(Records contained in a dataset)
■ ■ ■ ■ ■ ■ ■
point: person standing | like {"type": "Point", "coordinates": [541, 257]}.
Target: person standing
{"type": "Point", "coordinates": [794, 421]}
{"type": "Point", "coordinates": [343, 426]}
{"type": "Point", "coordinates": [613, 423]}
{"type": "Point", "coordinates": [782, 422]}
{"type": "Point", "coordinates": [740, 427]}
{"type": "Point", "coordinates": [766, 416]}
■ ■ ■ ■ ■ ■ ■
*EXERCISE DESCRIPTION*: All records must be repeated exactly, with none skipped.

*OUTPUT*:
point: person standing | like {"type": "Point", "coordinates": [541, 257]}.
Target: person standing
{"type": "Point", "coordinates": [794, 421]}
{"type": "Point", "coordinates": [343, 426]}
{"type": "Point", "coordinates": [613, 423]}
{"type": "Point", "coordinates": [782, 422]}
{"type": "Point", "coordinates": [740, 427]}
{"type": "Point", "coordinates": [766, 416]}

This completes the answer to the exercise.